Text passage:
# My recommended screen protector



## swimminsurfer256 (Sep 23, 2011)

Pros: Dry apply & easy to get w/ no bubbles (I ended up with one or two because I took it off and put it back on thrice). Privacy. Matte. Cheap (relatively). VERY glare resistant (even better in person than the pictures below would show).
Cons: Doesn't cover entire face -- just the screen. Thickish (I personally like this). Reduces brightness. If you look VERY closely [I very rarely am looking very closely at the screen] there are some diagonal pixelly-ish lines caused by the protector.

VS regular iPod Touch


































Link to one I found on eBay: http://www.ebay.com/...7#ht_9584wt_922


----------



## CZonin (Sep 25, 2011)

Don't think id ever use 1 that just covers the screen. I've always used Steinheil and haven't seen anything that tops it. Getting mine in the mail tomorrow I hope.


----------



## dspcap (Oct 13, 2011)

I've tried several, I stick with VZW's protectors now. Cheap and work as well as the expensive ones. Just my two cents.


----------



## youngpettyboi (Jul 2, 2011)

I got one of the Verizon screen protectors the day I got my G-Nex. Had the Verizon guy put it on for me. It fit over the whole front of the phone, but had this matte look that caused really bad pixelation on the screen, especially when the screen got oily or something. Really bad rainbow effect. Plus the guy left a bubble caused by lint >_<!!!! Last night, I went and got a Zagg screen protector. Man the difference is DAY AND NIGHT. Its got a textured feel but doesn't hamper the touchscreen sensitivity. Plus there's ZERO visibility issues. Love it. First time using a Zagg protector, and is the best I've used.


----------



## smoothjeff (Jul 29, 2011)

I got the regular one from verizon (not the anti-glare) and it is pretty clear and really smooth, no complaints. Just have someone good put it on at the store, some of them can do it perfectly because of putting so many on


----------



## cubsfan187 (Jul 17, 2011)

I have a ghost armor one coming this week. Using the stock one from verizon right now though.

Sent from my Galaxy Nexus using RootzWiki Forums


----------



## SomeGuyDude (Jul 3, 2011)

Zagg always wins for me. I like the tacky feel FAR better than bare glass.


----------



## Moose (Jun 7, 2011)

Put my skinomi on last night. Loving it. Can't even tell its on there unless I look real hard.


----------



## digi (Jul 18, 2011)

I also got the ones at the Verizon store, but haven't put them on yet because when I test fit it at home, I found they are too small, with about an eighth of an inch gap all the way around the border. I thought it looked pretty dumb. Can anyone else with the Verizon protectors confirm for me if theirs do this too? I can take a picture later to show what I mean.

Sent from my Galaxy Nexus using Forum Runner


----------



## Mustang302LX (Jun 28, 2011)

dspcap said:


> I've tried several, I stick with VZW's protectors now. Cheap and work as well as the expensive ones. Just my two cents.


That's what I'm using now and used on my TBolt and always enjoyed it. No bubbles or bad screen effects and good price for a 3 pack.

Instruction 1: Translate this sentence from the screen protector thread into Spanish: "I like the tacky feel FAR better than bare glass."

Dataset extract:
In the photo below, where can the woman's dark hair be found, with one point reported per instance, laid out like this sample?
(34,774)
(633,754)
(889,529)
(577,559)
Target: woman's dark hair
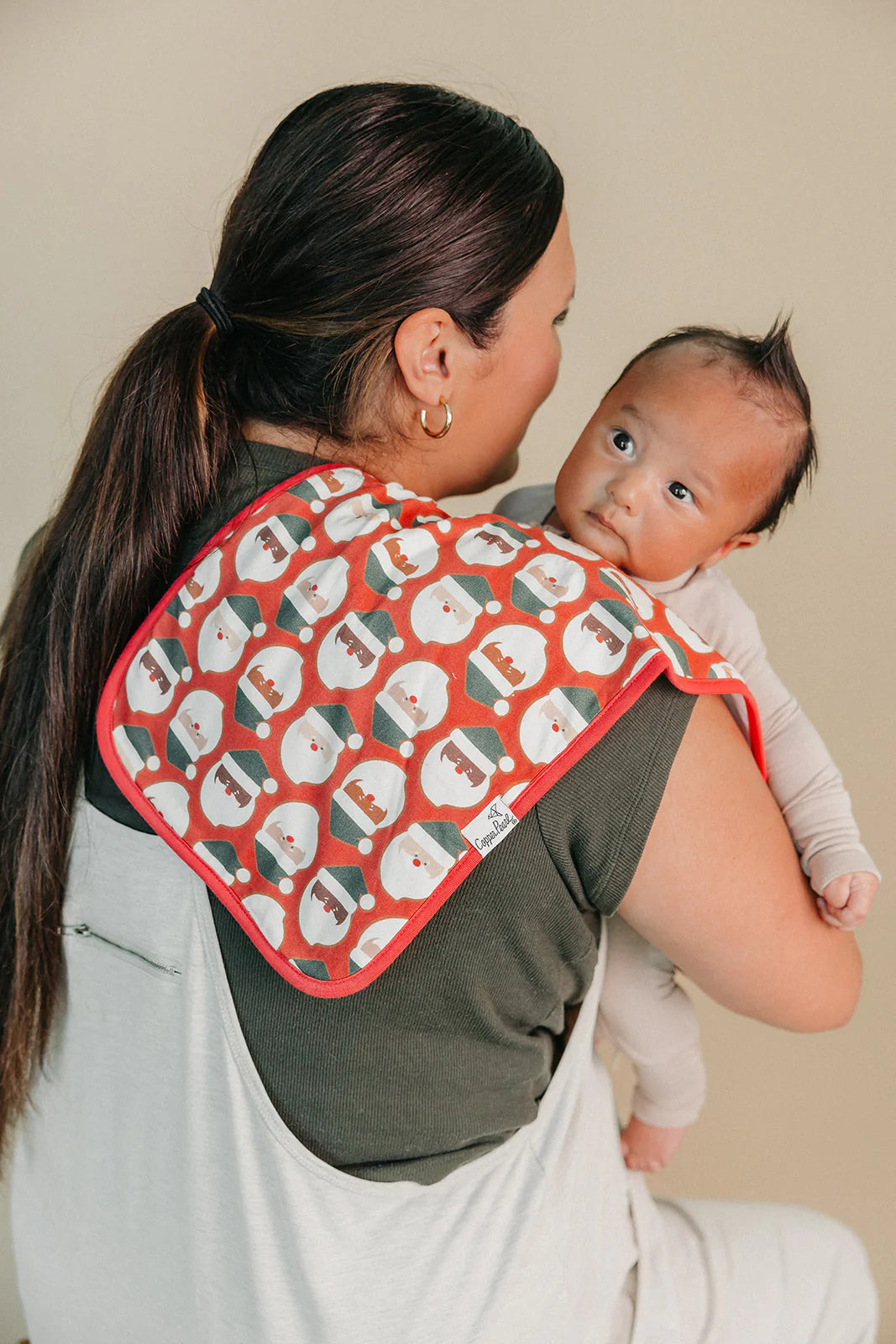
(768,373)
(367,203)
...
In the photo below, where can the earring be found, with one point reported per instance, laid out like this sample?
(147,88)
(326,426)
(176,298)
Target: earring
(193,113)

Instruction 2: Pick out every line in the entries above that contains the word "sample".

Output 1: Me gusta MUCHO más la sensación pegajosa que el vidrio desnudo.

Output 2:
In the photo below, where can the woman's dark hair be found, with one point reported per instance, laid out like this sample?
In the photo below, where can the earring be found, with one point reported per instance, laid out like this sample?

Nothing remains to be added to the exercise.